— To do —
**A.** In one to three sentences, explain why the KBF has awarded grants since 2004 and what those grants do, according to the text on the Maxwell Street Legal Clinic.
**B.** Resume the text on the Maxwell Street Legal Clinic's citizenship work from the point where it stops.

*** Opening Text under study ***

Maxwell Street Legal Clinic Helps With Citizenship
Since 2004, the KBF has awarded grants totaling $78,000 to support Maxwell Street Legal Clinic. Those grants help transform lives of low-income immigrants and refugees from throughout the world whose home is now Kentucky.
Last summer, the Kentucky Bar Foundation provided a grant to Kentucky Equal Justice Center's Maxwell Street Legal Clinic for a project called "Building the Bridge to Citizenship: Lawful Permanent Residence." Through its citizenship project Maxwell Street served its new neighbors: immigrant families and individuals from around the world. Among its 44 citizenship clients this year, countries of origin included: Congo (15), Mexico (10), Haiti (2), Jamaica (2), Guatemala (1), Russia (1), Colombia (1), Japan (1), Honduras (1), Cameroon (1), Germany (1), Nepal (1), Bhutan (1), and Cambodia (1).

*** Closing Text under study ***
*** Opening Dataset ***

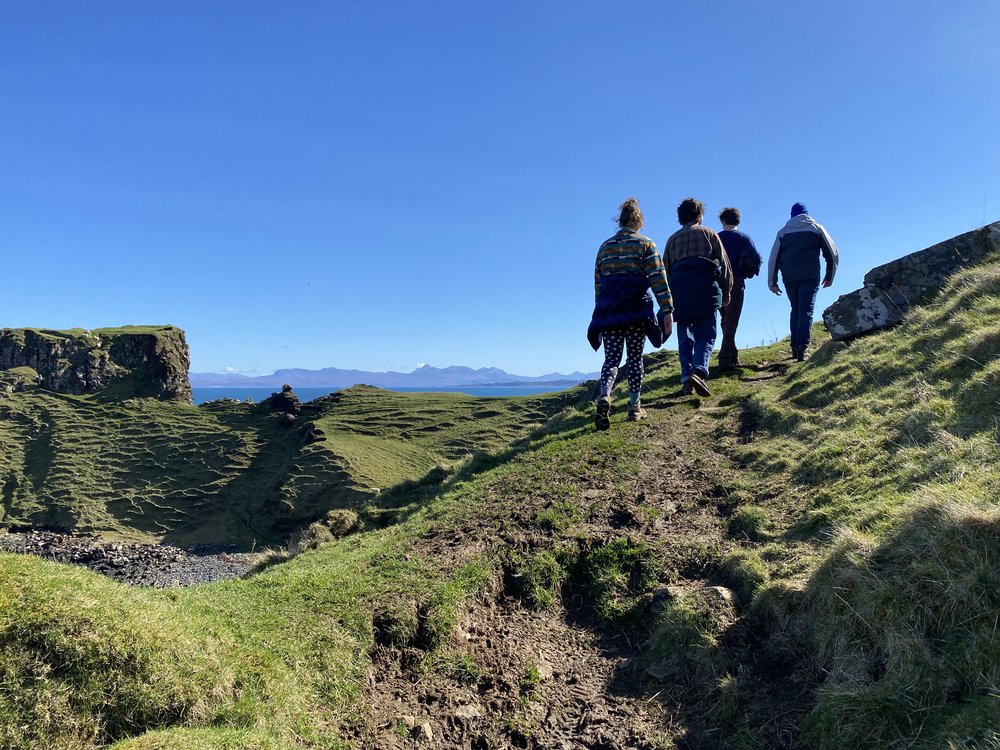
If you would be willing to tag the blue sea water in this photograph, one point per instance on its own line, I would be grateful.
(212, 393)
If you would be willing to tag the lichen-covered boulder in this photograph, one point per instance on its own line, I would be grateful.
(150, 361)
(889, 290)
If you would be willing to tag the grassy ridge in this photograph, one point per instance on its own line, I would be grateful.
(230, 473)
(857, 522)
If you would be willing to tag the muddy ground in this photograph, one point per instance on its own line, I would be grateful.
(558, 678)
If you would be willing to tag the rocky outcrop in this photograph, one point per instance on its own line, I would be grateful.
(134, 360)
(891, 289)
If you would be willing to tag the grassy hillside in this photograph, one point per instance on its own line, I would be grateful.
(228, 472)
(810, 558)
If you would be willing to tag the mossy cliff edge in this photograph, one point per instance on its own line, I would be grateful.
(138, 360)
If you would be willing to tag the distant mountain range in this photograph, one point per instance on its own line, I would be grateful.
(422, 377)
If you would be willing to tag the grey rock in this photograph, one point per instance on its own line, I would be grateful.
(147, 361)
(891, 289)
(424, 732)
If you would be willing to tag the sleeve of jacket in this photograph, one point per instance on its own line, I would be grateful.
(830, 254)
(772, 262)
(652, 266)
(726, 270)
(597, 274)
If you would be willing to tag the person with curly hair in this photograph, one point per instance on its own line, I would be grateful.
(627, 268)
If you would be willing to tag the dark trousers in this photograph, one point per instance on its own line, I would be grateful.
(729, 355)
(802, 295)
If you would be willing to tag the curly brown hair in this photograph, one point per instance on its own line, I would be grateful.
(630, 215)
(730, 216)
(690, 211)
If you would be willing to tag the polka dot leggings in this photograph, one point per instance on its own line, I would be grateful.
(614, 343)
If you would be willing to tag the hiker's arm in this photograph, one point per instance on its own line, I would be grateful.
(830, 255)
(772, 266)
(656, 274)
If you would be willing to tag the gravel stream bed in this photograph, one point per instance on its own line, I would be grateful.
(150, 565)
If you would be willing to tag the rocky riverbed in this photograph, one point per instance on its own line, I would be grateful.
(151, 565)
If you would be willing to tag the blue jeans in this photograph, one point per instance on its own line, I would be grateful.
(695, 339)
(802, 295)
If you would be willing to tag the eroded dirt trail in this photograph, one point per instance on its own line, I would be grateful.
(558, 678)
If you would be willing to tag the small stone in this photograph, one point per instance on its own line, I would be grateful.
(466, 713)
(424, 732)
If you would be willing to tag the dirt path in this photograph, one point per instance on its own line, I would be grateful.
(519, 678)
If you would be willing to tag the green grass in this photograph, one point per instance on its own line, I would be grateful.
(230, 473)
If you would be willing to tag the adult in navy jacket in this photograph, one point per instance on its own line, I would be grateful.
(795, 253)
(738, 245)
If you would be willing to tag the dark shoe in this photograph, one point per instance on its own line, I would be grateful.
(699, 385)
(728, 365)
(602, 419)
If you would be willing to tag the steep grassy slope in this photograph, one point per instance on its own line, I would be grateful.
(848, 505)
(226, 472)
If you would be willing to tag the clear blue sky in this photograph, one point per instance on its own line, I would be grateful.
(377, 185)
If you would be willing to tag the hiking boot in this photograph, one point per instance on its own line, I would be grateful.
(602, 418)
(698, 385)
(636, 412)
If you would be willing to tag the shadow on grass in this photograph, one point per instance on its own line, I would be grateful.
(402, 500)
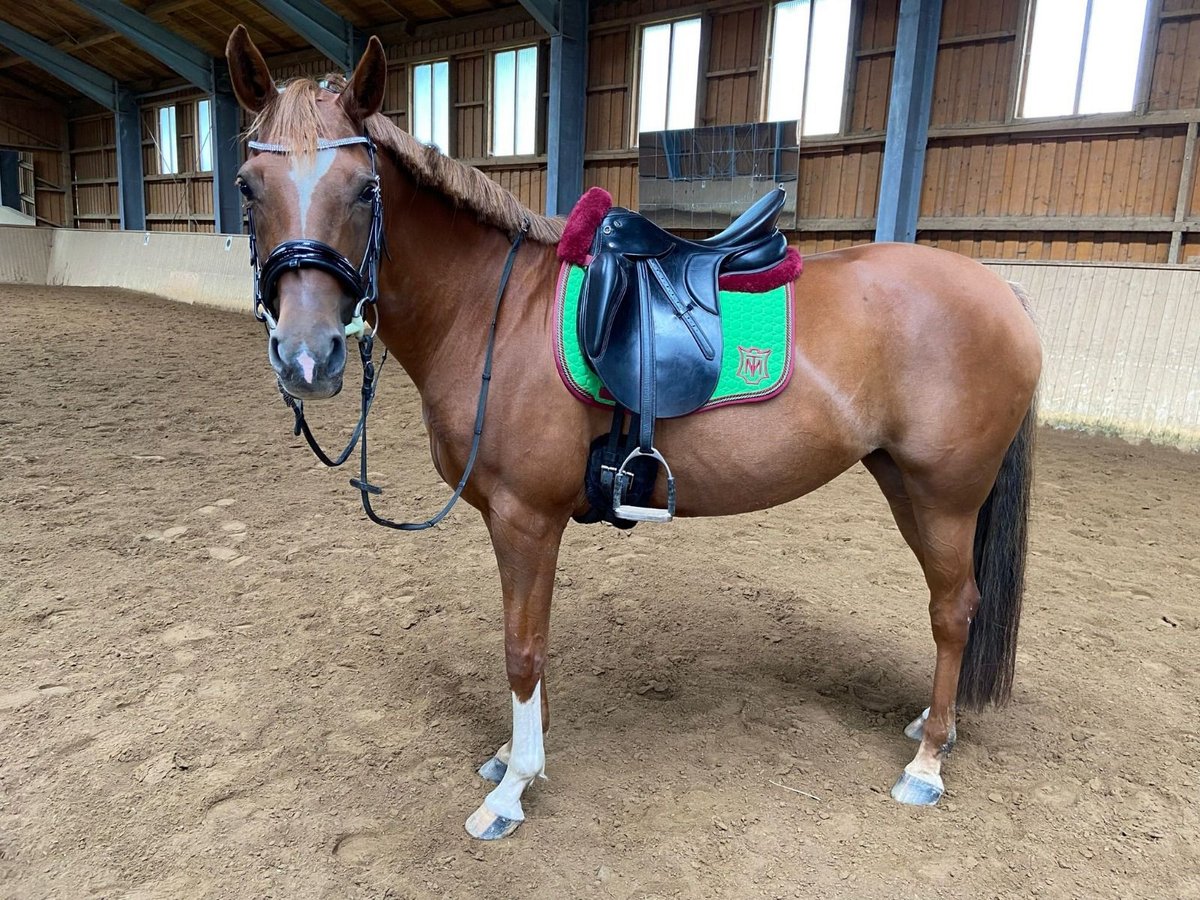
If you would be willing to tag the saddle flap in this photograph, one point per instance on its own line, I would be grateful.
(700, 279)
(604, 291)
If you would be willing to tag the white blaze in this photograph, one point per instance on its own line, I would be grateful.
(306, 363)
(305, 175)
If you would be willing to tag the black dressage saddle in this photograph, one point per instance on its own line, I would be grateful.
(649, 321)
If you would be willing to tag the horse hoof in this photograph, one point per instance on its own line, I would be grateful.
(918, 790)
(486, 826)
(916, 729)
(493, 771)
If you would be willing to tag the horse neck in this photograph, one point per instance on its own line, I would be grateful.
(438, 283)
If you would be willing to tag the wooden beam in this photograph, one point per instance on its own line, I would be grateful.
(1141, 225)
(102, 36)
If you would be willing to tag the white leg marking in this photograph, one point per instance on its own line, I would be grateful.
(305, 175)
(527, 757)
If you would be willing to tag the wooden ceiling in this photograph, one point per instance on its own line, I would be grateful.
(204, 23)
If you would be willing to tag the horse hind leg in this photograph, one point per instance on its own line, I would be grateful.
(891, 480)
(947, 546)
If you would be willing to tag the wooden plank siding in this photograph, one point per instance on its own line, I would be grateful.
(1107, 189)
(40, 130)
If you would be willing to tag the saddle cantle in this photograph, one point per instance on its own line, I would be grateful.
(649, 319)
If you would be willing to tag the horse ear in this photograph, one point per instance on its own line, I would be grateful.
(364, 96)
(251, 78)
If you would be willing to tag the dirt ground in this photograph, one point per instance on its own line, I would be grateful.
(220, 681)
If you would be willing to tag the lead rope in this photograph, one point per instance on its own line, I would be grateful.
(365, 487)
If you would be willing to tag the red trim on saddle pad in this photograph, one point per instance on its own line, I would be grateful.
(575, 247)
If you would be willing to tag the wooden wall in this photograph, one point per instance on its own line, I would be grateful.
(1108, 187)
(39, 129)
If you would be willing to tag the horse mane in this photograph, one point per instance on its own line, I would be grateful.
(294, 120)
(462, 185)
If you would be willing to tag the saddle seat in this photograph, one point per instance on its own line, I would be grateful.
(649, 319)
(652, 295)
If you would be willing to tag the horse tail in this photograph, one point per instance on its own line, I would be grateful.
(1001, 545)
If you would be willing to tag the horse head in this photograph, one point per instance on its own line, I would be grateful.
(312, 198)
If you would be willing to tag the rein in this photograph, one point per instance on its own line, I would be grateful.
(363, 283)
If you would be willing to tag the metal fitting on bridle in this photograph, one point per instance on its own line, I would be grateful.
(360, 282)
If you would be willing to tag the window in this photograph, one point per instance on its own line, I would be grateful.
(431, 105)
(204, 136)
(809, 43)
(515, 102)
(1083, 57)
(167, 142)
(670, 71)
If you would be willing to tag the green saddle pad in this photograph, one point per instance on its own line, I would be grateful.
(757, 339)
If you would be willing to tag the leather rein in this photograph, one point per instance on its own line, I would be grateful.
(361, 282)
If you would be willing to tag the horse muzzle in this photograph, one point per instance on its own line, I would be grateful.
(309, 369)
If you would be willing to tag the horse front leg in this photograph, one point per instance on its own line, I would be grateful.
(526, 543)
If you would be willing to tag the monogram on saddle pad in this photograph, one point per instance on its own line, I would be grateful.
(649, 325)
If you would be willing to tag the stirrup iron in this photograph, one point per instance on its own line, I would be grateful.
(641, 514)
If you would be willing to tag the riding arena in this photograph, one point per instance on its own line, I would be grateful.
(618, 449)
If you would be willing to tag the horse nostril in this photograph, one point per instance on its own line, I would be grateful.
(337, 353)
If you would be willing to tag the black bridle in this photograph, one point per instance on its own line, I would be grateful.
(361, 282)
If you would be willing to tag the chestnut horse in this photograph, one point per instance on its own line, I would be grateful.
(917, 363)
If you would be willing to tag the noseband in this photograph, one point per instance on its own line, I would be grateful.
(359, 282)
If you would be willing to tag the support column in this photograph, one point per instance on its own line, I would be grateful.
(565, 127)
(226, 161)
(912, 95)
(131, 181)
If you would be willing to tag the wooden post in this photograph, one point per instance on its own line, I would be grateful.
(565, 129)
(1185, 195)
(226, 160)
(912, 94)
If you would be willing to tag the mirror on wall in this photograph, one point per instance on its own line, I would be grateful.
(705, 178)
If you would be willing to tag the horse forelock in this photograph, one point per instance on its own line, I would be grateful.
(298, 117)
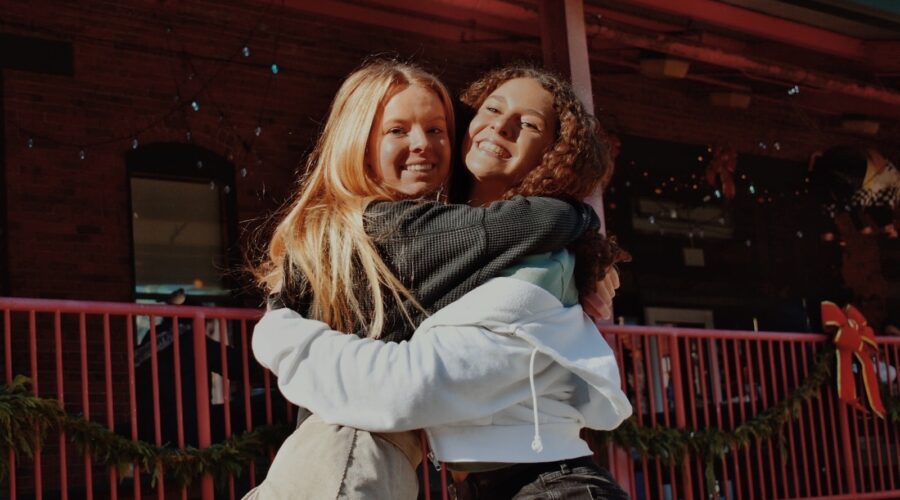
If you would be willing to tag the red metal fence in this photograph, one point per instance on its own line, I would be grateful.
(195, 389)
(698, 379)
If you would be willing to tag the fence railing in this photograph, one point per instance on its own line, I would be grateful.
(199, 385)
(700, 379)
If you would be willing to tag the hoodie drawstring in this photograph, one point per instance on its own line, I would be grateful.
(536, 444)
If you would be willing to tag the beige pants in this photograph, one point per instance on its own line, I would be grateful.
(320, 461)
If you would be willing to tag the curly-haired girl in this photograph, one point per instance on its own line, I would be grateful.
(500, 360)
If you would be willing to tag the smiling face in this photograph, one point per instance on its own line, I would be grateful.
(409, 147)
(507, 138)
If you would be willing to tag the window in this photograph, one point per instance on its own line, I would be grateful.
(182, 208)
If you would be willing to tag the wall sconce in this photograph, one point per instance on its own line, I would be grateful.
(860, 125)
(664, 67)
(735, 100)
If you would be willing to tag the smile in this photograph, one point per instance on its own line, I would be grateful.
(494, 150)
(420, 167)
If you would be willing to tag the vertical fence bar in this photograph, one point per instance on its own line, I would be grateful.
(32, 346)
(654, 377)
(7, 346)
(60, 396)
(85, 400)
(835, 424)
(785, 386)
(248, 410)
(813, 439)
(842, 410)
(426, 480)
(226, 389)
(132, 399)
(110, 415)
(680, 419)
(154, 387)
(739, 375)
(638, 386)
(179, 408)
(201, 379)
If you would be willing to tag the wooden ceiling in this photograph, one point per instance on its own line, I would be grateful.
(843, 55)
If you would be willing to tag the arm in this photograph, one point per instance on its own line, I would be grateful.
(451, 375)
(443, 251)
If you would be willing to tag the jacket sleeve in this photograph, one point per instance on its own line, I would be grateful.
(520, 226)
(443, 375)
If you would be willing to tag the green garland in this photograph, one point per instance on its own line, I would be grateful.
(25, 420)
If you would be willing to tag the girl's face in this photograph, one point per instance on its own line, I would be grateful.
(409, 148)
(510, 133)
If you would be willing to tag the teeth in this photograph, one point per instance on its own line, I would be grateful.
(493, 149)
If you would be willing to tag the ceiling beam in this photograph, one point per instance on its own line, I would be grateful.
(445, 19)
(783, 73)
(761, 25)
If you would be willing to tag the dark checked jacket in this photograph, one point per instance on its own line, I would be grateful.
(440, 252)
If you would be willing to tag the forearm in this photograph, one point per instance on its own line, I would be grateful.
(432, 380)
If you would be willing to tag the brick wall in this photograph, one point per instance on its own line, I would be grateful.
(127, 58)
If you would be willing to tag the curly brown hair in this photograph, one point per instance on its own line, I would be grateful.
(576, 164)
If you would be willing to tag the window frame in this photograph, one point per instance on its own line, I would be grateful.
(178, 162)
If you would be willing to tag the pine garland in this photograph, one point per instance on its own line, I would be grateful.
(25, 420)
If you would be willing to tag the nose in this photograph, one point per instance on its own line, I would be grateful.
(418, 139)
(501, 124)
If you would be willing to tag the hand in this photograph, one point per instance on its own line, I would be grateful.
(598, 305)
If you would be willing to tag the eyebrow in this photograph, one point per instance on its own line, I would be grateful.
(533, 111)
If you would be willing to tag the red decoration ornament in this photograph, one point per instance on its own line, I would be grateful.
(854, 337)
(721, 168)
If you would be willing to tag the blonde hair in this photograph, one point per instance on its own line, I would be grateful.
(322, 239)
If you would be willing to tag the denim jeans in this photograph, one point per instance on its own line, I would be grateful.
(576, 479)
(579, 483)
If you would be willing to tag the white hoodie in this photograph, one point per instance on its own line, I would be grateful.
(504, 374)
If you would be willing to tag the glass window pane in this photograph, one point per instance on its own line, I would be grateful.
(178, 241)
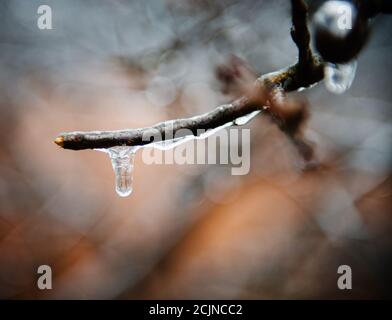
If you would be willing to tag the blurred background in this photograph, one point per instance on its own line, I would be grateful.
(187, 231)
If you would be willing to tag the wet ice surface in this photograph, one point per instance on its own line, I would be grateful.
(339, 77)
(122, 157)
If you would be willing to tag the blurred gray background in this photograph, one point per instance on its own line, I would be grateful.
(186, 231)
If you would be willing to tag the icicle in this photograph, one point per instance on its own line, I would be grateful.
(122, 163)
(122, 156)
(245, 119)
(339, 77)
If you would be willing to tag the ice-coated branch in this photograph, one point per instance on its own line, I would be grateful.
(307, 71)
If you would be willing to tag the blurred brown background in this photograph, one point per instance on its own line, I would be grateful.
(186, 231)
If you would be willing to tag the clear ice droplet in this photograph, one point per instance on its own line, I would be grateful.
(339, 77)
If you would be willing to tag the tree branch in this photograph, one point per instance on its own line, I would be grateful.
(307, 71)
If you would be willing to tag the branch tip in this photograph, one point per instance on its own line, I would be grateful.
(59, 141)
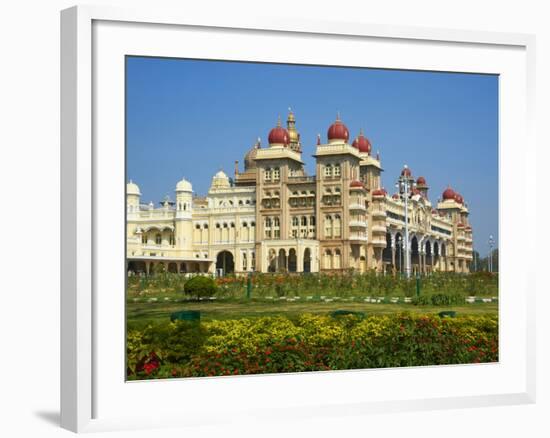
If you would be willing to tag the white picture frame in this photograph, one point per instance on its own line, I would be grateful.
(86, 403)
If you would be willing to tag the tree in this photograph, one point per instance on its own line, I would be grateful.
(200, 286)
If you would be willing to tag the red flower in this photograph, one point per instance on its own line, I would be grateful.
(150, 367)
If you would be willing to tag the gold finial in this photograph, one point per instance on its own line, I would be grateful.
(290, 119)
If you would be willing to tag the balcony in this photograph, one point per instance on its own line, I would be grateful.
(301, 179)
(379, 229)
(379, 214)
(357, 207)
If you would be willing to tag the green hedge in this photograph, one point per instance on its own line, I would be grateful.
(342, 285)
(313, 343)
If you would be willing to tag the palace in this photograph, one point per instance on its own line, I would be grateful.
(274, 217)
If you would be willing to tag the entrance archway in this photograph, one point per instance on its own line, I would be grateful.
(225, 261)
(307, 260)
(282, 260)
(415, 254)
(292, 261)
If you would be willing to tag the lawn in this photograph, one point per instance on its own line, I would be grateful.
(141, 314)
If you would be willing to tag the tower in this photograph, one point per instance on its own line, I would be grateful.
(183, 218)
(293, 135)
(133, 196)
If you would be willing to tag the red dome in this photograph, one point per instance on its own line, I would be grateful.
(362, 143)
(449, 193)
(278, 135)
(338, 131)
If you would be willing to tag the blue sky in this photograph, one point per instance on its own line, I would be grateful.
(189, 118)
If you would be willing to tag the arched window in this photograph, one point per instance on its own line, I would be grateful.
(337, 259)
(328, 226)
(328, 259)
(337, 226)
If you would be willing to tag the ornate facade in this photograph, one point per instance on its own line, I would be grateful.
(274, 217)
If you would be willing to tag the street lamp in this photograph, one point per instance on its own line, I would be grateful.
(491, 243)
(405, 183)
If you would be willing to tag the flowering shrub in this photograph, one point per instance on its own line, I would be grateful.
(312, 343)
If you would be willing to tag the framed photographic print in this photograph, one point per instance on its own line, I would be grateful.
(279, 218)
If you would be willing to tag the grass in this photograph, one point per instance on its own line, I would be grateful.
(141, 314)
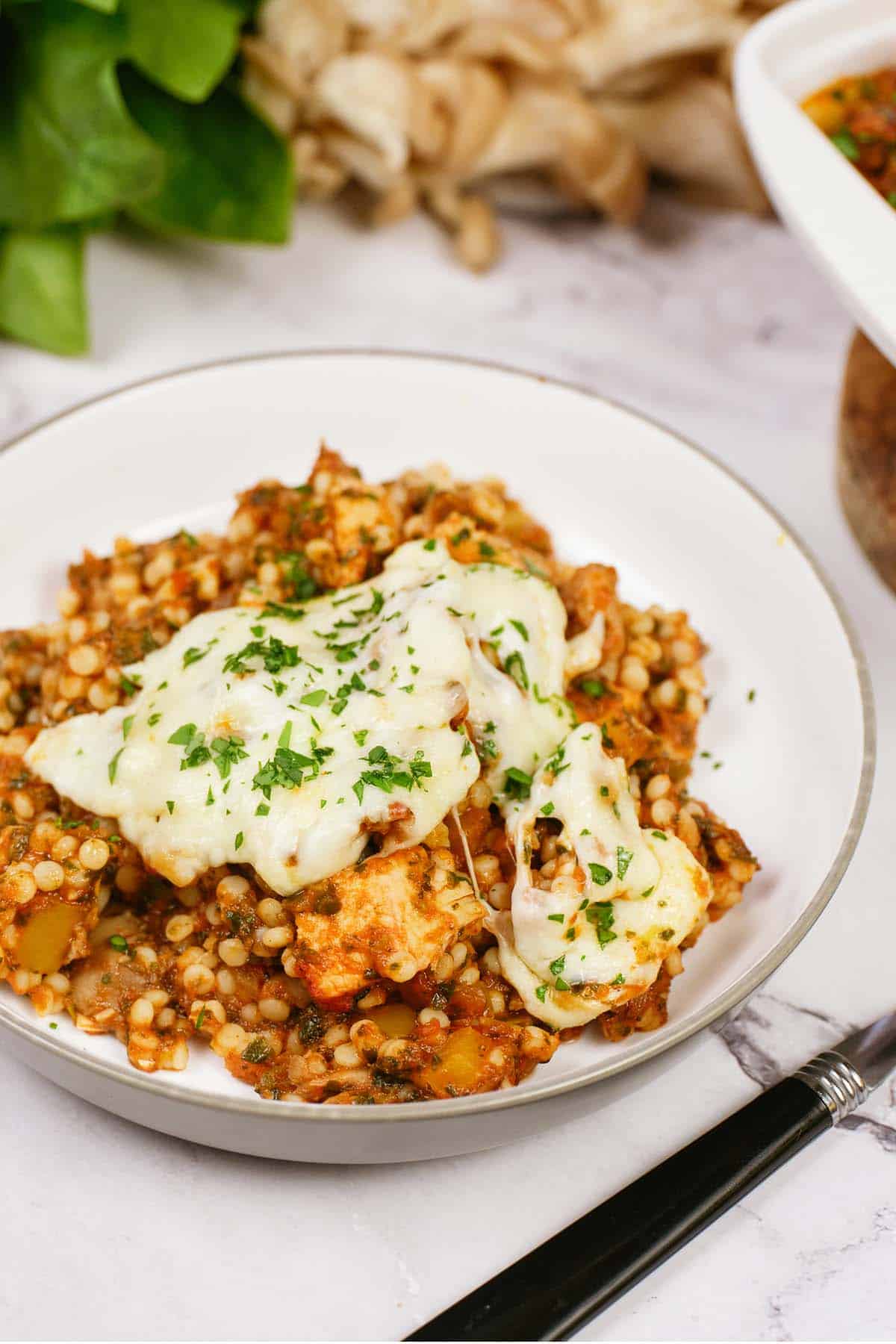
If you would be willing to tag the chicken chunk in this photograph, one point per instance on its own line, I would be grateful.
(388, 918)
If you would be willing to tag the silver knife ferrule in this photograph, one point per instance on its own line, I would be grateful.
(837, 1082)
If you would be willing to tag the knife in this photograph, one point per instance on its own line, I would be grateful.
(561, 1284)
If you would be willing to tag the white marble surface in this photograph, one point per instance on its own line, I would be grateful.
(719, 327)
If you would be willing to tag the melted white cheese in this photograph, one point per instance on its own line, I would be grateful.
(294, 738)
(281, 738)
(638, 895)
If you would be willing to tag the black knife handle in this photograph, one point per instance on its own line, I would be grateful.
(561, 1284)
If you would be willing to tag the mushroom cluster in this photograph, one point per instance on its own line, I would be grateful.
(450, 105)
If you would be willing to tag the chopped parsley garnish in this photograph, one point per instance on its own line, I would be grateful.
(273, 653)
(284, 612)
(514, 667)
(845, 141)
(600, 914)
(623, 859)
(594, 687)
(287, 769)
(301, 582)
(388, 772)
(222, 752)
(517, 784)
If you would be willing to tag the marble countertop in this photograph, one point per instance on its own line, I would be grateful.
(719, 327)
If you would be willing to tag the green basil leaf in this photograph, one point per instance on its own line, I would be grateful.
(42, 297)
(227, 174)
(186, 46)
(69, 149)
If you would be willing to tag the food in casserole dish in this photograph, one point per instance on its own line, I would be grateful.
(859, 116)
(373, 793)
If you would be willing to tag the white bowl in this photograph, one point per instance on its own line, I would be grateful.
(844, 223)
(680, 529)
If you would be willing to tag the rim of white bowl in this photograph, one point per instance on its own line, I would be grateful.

*** Closing Dataset ***

— Answer section —
**A.** The KBF awarded the grants, totaling $78,000, to support the Maxwell Street Legal Clinic. The grants help transform the lives of low-income immigrants and refugees from throughout the world whose home is now Kentucky.

**B.**
Citizenship is the end of a long journey that can take many years. A hallmark of Maxwell Street's representation is a thorough screening process to identify "red flags" and to ensure the best possible outcome for its clients. A recent report from Maxwell Street highlighted the way in which thorough screening and guidance positively impacted a client:
"David first came to Maxwell Street in October 2017. Our Legal Assistant pre-screened him. He met with one of our case handlers for an in depth review. David had been a lawful permanent resident for several years. He was ready to apply for naturalization. However, through screening we discovered that in May 2013 he had a misdemeanor conviction, later expunged from his record after he completed community service.
One of the elements of applying for citizenship is being able to show good moral character, particularly in the five years before applying. David’s conviction did not seem like it should pose a problem. It was for a minor violation when he was just 18 years old. But there was a catch: because it had been expunged, we would not be able to get records to submit with his naturalization application.
In immigration law, even expunged convictions count. Difficulty addressing them is a common barrier, one that our screening and advice is designed to address. In this case, our case handler explained to David the risks of applying without being able to provide records. We advised him to wait until at least five years since the date of conviction and then come back to see us. David returned to Maxwell Street in October 2018. At that point, he was beyond the five year window for the conviction. We still had to provide information about what happened and a certification from the court that they had no records. But David was scheduled for a
naturalization interview. We met with him to help him prepare.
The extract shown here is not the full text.